>> Start Task inputs
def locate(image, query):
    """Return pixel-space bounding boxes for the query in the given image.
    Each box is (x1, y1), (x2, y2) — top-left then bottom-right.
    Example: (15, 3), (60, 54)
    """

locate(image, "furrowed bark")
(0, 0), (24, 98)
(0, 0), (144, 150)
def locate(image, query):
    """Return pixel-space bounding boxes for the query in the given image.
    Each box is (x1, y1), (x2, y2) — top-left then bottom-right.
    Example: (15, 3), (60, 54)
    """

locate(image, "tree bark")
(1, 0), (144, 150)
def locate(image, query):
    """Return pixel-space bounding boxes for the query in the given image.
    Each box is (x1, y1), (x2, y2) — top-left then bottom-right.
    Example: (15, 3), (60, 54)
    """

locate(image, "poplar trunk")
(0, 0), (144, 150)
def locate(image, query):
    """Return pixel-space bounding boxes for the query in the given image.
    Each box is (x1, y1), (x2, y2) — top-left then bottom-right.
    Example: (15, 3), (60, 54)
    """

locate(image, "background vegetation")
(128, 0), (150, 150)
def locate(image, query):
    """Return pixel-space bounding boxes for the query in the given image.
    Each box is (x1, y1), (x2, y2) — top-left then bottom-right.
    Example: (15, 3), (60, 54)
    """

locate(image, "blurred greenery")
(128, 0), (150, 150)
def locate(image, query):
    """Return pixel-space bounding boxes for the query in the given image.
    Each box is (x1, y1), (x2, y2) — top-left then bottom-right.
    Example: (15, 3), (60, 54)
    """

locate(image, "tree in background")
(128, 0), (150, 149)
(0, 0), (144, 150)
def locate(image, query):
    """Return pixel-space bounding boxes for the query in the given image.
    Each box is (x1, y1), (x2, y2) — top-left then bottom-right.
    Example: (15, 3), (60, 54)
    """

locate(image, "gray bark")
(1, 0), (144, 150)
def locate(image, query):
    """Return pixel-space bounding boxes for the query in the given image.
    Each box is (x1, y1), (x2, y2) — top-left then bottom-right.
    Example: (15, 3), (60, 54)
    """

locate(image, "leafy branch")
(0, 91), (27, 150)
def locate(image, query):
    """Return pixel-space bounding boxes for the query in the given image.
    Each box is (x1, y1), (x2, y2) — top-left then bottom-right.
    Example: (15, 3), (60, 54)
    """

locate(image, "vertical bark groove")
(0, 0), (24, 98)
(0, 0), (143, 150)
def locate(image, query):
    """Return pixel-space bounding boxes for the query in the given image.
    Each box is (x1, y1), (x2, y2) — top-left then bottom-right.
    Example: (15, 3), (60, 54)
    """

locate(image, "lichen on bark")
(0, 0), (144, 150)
>> End Task inputs
>> Start Task inputs
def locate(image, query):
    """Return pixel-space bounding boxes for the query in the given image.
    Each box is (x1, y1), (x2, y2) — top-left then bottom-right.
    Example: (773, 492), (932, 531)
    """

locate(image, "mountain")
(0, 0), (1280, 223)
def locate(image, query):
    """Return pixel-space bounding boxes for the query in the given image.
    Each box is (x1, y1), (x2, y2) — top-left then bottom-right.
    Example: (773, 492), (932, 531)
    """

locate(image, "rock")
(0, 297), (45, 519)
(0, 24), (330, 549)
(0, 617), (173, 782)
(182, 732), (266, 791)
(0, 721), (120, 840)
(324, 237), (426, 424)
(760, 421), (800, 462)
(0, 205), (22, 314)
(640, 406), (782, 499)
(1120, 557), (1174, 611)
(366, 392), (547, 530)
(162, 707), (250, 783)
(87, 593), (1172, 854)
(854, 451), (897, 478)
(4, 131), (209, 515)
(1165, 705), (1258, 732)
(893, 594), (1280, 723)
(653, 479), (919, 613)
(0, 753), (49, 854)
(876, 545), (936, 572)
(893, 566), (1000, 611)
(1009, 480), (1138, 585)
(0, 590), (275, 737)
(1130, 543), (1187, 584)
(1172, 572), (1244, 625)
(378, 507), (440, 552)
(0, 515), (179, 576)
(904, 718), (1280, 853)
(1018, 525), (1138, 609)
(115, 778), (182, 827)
>> End Task inputs
» Written exercise
Locate every line in the rows above that contains the string "tree", treating uppercase and lowercase as distinct, and copy each such line in full.

» Written answer
locate(image, "tree bark")
locate(image, "tree in background")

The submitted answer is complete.